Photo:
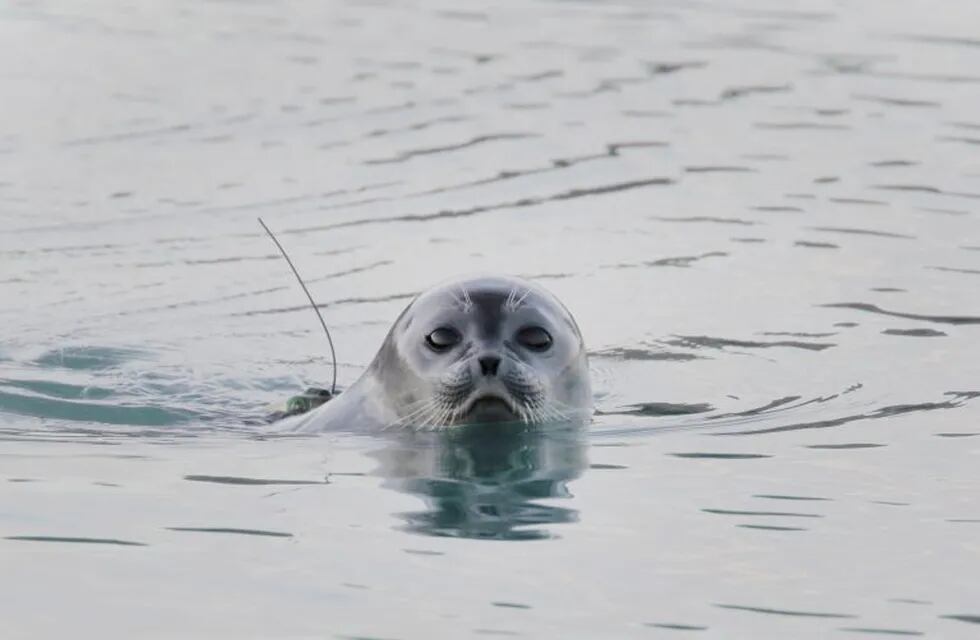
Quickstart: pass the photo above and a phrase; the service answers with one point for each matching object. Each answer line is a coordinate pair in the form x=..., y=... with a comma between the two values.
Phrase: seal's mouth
x=489, y=407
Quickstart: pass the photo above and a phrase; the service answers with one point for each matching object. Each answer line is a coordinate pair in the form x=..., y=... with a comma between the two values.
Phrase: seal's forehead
x=490, y=300
x=492, y=294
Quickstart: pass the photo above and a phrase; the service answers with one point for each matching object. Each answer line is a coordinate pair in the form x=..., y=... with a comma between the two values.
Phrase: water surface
x=764, y=218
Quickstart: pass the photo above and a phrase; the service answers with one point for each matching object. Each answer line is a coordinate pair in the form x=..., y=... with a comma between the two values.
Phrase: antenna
x=333, y=354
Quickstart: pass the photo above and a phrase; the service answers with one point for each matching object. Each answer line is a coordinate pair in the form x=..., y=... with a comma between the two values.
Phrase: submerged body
x=472, y=351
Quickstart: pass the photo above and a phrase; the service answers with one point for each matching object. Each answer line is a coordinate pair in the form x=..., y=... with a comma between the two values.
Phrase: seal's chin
x=489, y=407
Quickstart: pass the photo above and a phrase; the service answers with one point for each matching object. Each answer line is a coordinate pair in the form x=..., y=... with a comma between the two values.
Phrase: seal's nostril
x=488, y=365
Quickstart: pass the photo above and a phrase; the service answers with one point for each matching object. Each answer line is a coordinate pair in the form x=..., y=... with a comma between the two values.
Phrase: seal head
x=473, y=351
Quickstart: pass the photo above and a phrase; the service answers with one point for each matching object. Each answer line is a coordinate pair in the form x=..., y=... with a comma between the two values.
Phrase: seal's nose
x=489, y=365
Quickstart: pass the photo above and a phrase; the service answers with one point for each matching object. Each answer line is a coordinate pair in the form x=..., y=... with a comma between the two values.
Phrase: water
x=764, y=217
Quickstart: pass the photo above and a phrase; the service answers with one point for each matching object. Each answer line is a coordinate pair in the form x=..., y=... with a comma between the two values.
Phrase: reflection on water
x=764, y=216
x=480, y=484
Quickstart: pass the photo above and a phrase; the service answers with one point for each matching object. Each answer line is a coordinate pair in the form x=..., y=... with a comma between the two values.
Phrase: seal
x=487, y=349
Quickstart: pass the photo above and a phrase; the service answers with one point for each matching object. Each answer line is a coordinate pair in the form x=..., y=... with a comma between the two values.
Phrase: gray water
x=763, y=215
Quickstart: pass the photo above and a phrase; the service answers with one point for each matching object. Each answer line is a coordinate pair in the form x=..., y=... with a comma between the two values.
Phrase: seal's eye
x=443, y=339
x=534, y=338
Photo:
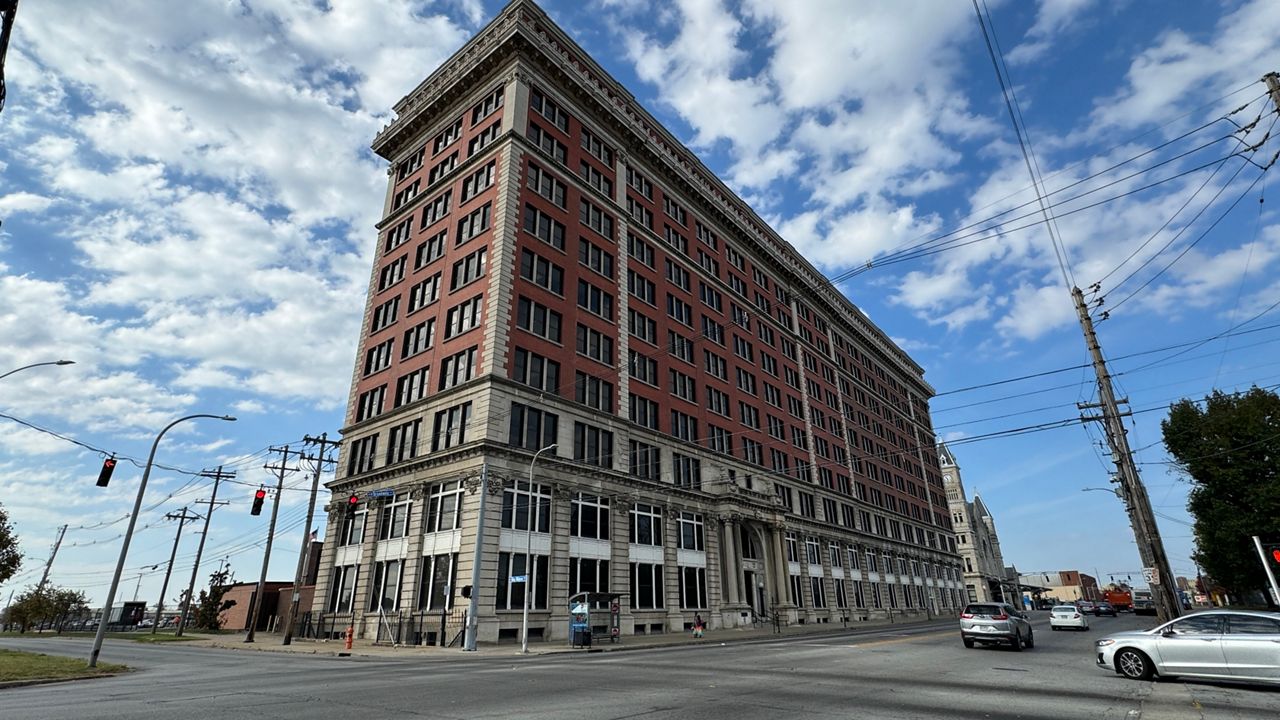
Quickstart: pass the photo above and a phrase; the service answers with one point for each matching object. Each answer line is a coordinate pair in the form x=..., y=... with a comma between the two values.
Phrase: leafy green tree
x=10, y=559
x=1229, y=449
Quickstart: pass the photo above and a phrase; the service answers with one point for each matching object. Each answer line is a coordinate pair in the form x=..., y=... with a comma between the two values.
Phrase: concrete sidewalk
x=270, y=642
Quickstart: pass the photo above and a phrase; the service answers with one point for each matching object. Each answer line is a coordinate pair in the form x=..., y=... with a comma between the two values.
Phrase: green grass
x=17, y=665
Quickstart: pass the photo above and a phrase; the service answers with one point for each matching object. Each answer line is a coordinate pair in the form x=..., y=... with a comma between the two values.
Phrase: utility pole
x=280, y=469
x=164, y=588
x=319, y=460
x=49, y=565
x=1151, y=547
x=218, y=475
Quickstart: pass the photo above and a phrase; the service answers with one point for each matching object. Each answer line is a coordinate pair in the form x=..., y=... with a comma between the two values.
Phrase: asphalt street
x=892, y=673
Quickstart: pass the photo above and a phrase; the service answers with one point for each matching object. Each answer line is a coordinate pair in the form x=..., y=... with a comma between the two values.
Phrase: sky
x=188, y=204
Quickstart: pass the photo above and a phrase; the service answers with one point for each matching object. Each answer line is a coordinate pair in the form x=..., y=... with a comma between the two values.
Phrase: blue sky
x=188, y=205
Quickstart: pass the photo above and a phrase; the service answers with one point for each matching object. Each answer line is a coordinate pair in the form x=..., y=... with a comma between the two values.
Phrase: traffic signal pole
x=280, y=469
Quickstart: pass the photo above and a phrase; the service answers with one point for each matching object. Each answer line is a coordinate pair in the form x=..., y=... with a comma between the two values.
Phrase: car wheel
x=1133, y=665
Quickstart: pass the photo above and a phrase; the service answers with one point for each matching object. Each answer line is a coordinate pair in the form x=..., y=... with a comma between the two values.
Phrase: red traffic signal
x=104, y=475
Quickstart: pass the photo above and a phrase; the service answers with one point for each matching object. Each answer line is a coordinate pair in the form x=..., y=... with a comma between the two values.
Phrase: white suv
x=996, y=623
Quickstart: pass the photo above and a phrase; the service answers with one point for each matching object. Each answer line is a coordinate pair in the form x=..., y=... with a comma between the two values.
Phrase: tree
x=10, y=559
x=210, y=604
x=1229, y=449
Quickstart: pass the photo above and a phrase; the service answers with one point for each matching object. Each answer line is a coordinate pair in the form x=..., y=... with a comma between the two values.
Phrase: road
x=895, y=673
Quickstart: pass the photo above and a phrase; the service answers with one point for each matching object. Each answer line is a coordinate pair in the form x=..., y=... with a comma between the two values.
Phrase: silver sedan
x=1217, y=645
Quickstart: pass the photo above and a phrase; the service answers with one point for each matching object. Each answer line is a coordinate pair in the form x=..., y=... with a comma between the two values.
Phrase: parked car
x=1217, y=645
x=1068, y=616
x=995, y=623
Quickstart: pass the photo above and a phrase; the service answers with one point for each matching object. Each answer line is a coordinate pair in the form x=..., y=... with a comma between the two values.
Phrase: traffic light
x=104, y=475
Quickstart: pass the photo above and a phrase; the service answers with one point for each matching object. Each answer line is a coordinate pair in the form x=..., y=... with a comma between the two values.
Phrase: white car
x=1221, y=645
x=1068, y=616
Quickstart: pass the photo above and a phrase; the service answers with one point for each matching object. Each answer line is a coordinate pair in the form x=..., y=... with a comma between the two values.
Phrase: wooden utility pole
x=280, y=469
x=1151, y=547
x=319, y=460
x=164, y=588
x=218, y=475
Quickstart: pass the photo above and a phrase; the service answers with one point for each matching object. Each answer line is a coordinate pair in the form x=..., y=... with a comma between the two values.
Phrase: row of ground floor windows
x=648, y=583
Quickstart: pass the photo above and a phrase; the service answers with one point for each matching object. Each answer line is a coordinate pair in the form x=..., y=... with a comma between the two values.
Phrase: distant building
x=984, y=574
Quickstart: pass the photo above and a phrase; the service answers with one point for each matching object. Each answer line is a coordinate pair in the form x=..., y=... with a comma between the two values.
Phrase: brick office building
x=734, y=437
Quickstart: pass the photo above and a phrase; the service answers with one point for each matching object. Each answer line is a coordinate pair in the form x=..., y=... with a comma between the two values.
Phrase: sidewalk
x=270, y=642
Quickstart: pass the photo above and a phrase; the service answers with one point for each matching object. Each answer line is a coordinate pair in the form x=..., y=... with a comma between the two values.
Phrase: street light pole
x=128, y=534
x=37, y=365
x=529, y=555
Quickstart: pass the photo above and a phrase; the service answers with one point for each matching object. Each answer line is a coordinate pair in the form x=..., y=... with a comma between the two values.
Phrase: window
x=547, y=142
x=370, y=404
x=594, y=300
x=593, y=445
x=595, y=218
x=531, y=428
x=447, y=137
x=484, y=139
x=647, y=588
x=544, y=227
x=594, y=345
x=488, y=105
x=478, y=181
x=469, y=269
x=548, y=108
x=412, y=386
x=464, y=317
x=437, y=209
x=437, y=578
x=393, y=518
x=379, y=358
x=639, y=182
x=640, y=250
x=640, y=287
x=645, y=524
x=684, y=427
x=516, y=501
x=693, y=588
x=511, y=596
x=458, y=368
x=451, y=423
x=644, y=411
x=535, y=370
x=595, y=147
x=593, y=391
x=686, y=472
x=542, y=272
x=545, y=185
x=472, y=224
x=444, y=507
x=644, y=461
x=538, y=319
x=595, y=178
x=594, y=258
x=343, y=588
x=424, y=294
x=402, y=442
x=430, y=250
x=384, y=591
x=589, y=516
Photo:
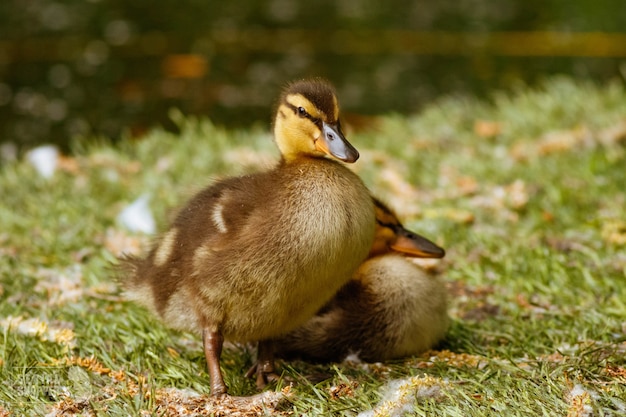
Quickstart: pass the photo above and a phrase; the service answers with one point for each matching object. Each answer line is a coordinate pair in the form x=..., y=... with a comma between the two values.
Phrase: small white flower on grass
x=137, y=217
x=401, y=395
x=61, y=286
x=44, y=159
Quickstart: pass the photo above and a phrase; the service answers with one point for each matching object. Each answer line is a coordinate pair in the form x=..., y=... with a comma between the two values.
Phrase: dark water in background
x=75, y=67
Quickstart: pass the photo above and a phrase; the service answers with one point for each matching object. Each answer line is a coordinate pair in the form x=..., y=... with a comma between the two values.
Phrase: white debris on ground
x=60, y=333
x=401, y=395
x=137, y=216
x=44, y=159
x=580, y=401
x=60, y=286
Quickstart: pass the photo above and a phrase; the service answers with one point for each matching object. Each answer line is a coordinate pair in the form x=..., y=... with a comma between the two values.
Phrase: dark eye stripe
x=302, y=113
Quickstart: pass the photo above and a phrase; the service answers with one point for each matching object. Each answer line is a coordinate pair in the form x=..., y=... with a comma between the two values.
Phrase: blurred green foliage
x=78, y=68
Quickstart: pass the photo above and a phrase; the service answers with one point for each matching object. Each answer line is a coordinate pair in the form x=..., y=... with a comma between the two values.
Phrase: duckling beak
x=412, y=244
x=334, y=143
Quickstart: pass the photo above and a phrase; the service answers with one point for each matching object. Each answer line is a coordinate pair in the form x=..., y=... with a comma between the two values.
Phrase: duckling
x=390, y=309
x=253, y=257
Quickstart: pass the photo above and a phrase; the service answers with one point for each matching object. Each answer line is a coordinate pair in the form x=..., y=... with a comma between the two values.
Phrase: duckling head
x=391, y=236
x=307, y=123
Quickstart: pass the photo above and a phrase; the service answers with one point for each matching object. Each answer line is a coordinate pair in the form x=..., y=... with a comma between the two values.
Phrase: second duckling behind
x=390, y=309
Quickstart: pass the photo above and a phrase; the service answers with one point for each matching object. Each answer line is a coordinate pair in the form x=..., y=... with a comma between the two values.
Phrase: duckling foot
x=264, y=366
x=213, y=342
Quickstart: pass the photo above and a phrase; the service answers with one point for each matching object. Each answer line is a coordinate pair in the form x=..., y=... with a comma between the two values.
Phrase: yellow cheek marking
x=166, y=247
x=298, y=100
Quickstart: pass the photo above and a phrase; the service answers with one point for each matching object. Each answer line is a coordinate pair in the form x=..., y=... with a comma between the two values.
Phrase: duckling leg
x=264, y=366
x=213, y=342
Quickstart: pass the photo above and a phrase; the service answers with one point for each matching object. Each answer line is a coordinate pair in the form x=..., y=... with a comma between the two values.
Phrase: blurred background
x=78, y=68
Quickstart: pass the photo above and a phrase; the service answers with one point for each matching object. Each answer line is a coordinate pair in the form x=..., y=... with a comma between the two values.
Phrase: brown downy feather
x=390, y=309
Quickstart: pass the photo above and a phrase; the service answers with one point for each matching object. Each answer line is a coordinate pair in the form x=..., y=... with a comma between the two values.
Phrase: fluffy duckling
x=253, y=257
x=390, y=309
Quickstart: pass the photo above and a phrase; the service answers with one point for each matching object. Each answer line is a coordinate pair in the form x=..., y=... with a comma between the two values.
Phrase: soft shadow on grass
x=527, y=194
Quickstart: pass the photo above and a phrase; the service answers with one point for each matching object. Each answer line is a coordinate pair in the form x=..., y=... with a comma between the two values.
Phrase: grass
x=526, y=193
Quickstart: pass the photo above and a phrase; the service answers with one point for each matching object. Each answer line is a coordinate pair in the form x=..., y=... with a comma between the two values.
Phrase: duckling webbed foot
x=264, y=365
x=213, y=342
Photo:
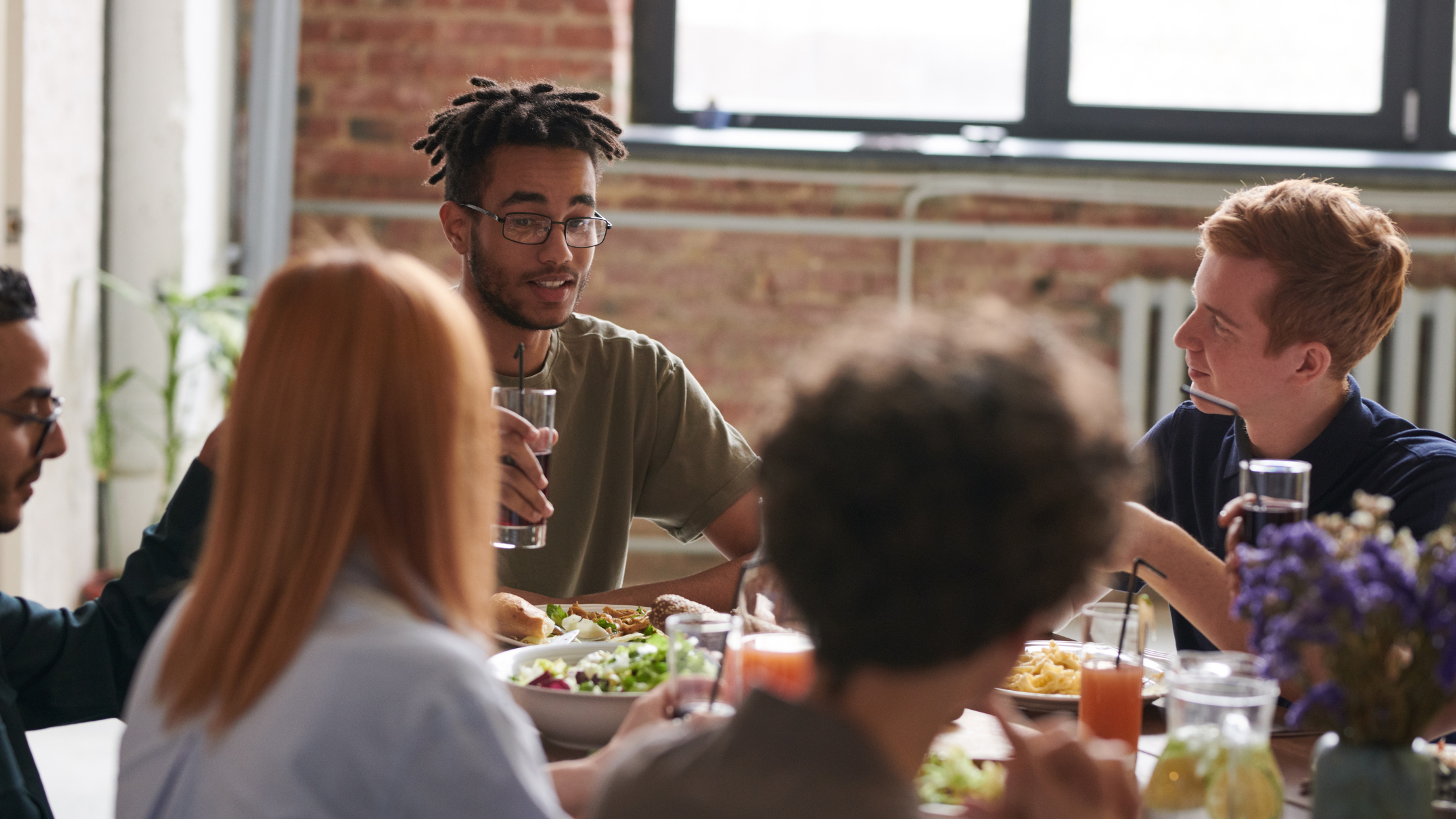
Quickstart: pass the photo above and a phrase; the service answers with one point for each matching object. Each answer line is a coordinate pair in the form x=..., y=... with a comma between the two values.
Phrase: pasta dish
x=1047, y=670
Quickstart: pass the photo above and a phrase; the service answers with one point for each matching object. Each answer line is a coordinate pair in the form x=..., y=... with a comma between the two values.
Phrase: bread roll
x=669, y=605
x=519, y=619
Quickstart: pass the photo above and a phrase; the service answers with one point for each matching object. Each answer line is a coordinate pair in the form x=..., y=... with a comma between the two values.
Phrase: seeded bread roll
x=519, y=619
x=669, y=605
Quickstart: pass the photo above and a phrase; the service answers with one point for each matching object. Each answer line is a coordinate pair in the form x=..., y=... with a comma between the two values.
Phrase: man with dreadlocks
x=638, y=436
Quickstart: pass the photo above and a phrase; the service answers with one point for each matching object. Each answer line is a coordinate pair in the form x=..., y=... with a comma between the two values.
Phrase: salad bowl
x=574, y=719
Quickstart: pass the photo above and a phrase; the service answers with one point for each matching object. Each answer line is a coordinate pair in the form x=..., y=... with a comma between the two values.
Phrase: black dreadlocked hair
x=538, y=114
x=16, y=299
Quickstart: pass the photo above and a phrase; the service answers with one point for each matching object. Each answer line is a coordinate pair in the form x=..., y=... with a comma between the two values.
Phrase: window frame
x=1417, y=56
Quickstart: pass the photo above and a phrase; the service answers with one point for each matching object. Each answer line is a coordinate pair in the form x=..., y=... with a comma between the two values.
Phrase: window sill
x=1014, y=155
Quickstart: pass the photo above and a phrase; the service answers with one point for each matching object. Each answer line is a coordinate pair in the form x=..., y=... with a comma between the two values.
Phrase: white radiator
x=1412, y=372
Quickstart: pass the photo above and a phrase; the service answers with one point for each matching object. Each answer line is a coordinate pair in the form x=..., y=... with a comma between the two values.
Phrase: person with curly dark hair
x=638, y=436
x=938, y=490
x=63, y=666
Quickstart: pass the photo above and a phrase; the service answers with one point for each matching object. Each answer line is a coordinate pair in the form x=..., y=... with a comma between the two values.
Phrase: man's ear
x=456, y=224
x=1314, y=362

-- -- --

● Exercise goal
When you reach the line that contains "Phrase: person with curly dark hair" in the material above, please copy it and every line after it exactly, stopping only at the last line.

● Solved problem
Phrase: person with curly dark hair
x=638, y=436
x=938, y=490
x=63, y=666
Quickstart: pass the photo above and a phrase; the service answers with one point for each matching object. Each answer line is a coordinate pair in the form x=..., y=... with a comma between the two values.
Phrase: man's ear
x=456, y=224
x=1314, y=362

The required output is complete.